Try it:
Copy every one of the items below verbatim, character for character, leaving nothing out.
-- Information shown follows --
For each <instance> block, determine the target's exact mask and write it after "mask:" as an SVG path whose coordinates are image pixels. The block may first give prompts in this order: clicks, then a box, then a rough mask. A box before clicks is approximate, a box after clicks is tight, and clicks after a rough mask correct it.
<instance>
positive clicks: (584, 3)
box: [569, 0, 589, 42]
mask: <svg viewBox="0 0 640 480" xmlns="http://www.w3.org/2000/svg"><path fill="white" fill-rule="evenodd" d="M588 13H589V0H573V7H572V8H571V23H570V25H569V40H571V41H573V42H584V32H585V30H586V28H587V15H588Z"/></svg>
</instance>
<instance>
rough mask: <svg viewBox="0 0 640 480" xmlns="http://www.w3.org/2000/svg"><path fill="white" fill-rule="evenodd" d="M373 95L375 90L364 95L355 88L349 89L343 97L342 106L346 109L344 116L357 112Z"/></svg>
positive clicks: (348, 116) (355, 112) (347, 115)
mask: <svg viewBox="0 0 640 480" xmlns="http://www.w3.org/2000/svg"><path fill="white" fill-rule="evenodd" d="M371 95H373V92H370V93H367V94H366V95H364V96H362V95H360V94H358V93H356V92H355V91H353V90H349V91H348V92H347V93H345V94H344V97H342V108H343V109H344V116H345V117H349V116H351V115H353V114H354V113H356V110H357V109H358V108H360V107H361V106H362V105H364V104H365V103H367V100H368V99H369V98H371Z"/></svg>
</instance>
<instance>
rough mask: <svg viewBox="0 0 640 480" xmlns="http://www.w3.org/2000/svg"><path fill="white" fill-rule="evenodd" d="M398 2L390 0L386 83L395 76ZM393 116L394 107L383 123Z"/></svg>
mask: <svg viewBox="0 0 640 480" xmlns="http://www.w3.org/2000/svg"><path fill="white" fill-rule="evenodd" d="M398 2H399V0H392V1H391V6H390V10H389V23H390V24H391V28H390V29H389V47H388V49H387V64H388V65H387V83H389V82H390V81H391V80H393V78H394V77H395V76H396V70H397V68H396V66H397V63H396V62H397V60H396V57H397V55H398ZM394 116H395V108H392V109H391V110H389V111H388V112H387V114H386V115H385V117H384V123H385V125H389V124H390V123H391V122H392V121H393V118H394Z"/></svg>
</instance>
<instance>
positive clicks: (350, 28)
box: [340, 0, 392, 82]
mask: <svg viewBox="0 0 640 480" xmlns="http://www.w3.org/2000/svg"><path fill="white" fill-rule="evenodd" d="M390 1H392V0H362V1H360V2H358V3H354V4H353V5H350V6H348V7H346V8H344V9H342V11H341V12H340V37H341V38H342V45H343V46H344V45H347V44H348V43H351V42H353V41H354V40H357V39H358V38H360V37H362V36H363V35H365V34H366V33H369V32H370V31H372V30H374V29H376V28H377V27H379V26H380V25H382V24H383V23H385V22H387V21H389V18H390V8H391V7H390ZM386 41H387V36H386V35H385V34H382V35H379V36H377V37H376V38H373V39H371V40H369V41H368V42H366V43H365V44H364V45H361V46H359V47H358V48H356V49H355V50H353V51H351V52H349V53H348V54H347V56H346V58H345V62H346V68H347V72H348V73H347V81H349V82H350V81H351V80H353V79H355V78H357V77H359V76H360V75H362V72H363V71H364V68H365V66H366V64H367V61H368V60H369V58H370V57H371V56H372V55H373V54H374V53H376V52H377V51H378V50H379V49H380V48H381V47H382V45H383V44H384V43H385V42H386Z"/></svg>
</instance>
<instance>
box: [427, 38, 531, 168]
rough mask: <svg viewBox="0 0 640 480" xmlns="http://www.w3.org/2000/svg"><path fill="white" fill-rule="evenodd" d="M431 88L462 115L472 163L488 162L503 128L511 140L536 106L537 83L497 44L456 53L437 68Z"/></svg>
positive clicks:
-- Information shown concluded --
Output below:
For each <instance> block, determine the target's exact mask and write it after "mask:" as an SVG path whose coordinates are image pixels. The block may first give prompts in this order: clicks, then a box, then a rough mask. A box before clicks is approximate, a box after clicks is tight, and clicks after a rough mask correct it.
<instance>
positive clicks: (584, 3)
box: [569, 0, 589, 42]
mask: <svg viewBox="0 0 640 480" xmlns="http://www.w3.org/2000/svg"><path fill="white" fill-rule="evenodd" d="M588 13H589V0H573V7H572V8H571V23H570V25H569V40H571V41H573V42H584V32H585V30H586V28H587V15H588Z"/></svg>
</instance>
<instance>
rough mask: <svg viewBox="0 0 640 480" xmlns="http://www.w3.org/2000/svg"><path fill="white" fill-rule="evenodd" d="M373 95L375 90L364 95L355 88L349 89L343 97L342 106L346 109L344 116L357 112Z"/></svg>
positive clicks: (348, 116) (355, 112) (347, 115)
mask: <svg viewBox="0 0 640 480" xmlns="http://www.w3.org/2000/svg"><path fill="white" fill-rule="evenodd" d="M371 95H373V92H370V93H367V94H366V95H364V96H362V95H360V94H358V93H356V92H355V91H353V90H349V91H348V92H347V93H345V94H344V97H342V108H343V109H344V116H345V117H349V116H351V115H353V114H354V113H356V110H357V109H358V108H360V107H361V106H362V105H364V104H365V103H367V100H368V99H369V98H371Z"/></svg>
</instance>
<instance>
rough mask: <svg viewBox="0 0 640 480" xmlns="http://www.w3.org/2000/svg"><path fill="white" fill-rule="evenodd" d="M398 2L390 0L386 83L395 76ZM393 116L394 107L383 123Z"/></svg>
mask: <svg viewBox="0 0 640 480" xmlns="http://www.w3.org/2000/svg"><path fill="white" fill-rule="evenodd" d="M398 2H399V0H392V1H391V6H390V10H389V23H390V24H391V28H390V29H389V47H388V49H387V64H388V65H387V83H389V82H390V81H391V80H393V78H394V77H395V76H396V70H397V68H396V66H397V63H396V62H397V60H396V57H397V55H398ZM394 116H395V108H392V109H391V110H389V111H388V112H387V114H386V115H385V117H384V123H385V125H389V124H390V123H391V122H392V121H393V118H394Z"/></svg>
</instance>
<instance>
positive clicks: (350, 28)
box: [340, 0, 392, 82]
mask: <svg viewBox="0 0 640 480" xmlns="http://www.w3.org/2000/svg"><path fill="white" fill-rule="evenodd" d="M390 1H392V0H362V1H360V2H358V3H354V4H353V5H350V6H348V7H346V8H344V9H342V11H341V12H340V37H341V38H342V45H343V46H344V45H347V44H348V43H351V42H353V41H354V40H357V39H358V38H360V37H362V36H363V35H365V34H366V33H369V32H370V31H372V30H374V29H376V28H377V27H379V26H380V25H382V24H383V23H385V22H387V21H389V18H390V8H391V7H390ZM386 41H387V36H386V35H385V34H382V35H379V36H377V37H376V38H373V39H371V40H369V41H368V42H366V43H365V44H364V45H361V46H359V47H358V48H356V49H355V50H353V51H351V52H349V53H348V54H347V56H346V58H345V62H346V68H347V72H348V73H347V81H349V82H350V81H351V80H353V79H355V78H357V77H359V76H360V75H362V72H363V71H364V68H365V66H366V64H367V61H368V60H369V58H370V57H371V56H372V55H373V54H374V53H376V52H377V51H378V50H379V49H380V48H381V47H382V45H383V44H384V43H385V42H386Z"/></svg>
</instance>
<instance>
box: [427, 38, 531, 168]
rough mask: <svg viewBox="0 0 640 480" xmlns="http://www.w3.org/2000/svg"><path fill="white" fill-rule="evenodd" d="M431 88L462 115L472 163L488 162L503 128L511 140L536 106L537 83L497 44L456 53L437 68Z"/></svg>
positive clicks:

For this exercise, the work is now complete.